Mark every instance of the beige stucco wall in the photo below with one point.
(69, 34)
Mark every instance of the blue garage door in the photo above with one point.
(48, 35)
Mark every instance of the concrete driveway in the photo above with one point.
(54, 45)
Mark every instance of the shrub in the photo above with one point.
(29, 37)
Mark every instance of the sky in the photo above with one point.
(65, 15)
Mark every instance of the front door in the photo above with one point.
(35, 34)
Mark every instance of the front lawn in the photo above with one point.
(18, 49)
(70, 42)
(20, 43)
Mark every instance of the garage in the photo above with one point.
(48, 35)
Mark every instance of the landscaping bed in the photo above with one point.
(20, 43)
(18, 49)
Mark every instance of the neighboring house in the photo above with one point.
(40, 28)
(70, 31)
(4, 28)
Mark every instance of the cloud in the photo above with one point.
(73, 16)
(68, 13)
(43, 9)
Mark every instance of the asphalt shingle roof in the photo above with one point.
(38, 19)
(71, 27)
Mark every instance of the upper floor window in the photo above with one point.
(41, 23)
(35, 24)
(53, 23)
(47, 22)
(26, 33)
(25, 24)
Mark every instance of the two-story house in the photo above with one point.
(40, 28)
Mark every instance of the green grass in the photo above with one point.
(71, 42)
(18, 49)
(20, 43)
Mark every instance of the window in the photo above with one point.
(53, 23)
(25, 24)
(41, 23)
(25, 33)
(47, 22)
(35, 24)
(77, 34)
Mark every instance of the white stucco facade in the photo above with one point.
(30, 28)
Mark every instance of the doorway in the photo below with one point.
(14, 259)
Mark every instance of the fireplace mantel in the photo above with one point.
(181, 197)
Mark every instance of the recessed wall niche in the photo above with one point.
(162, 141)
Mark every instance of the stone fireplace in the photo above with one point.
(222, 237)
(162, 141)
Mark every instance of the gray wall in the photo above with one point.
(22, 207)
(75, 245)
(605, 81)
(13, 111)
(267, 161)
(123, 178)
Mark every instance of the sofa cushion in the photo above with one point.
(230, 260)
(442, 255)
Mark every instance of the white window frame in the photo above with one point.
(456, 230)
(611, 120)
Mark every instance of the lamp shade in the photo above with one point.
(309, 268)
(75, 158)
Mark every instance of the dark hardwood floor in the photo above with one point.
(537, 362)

Requirement:
Copy out again everything from the line containing "Mark every instance of the fireplace" down to the end of the entries, requests included, and multiply each coordinate in the answers by 0.65, rounding to whole numbers with halves rounded up.

Task output:
Mark every instance of the fireplace mantel in the photo above with one point.
(118, 128)
Mark every instance of the recessed wall niche in the photo above with one point.
(105, 92)
Mark every instance of the stone fireplace in the photo above with one point.
(144, 154)
(105, 92)
Mark every instance of the gray wall in the photo above with one point.
(14, 135)
(49, 159)
(393, 53)
(8, 72)
(174, 105)
(80, 116)
Mark every instance of the sofa cushion in the photo above with one point.
(150, 169)
(287, 166)
Mark every instance of the white window frame in the photo above with one point.
(296, 150)
(397, 78)
Mark every instance of the lamp shade in the photo above with one point.
(201, 174)
(49, 103)
Mark every instance of the dark hardwood floor in the photo above with one point.
(349, 235)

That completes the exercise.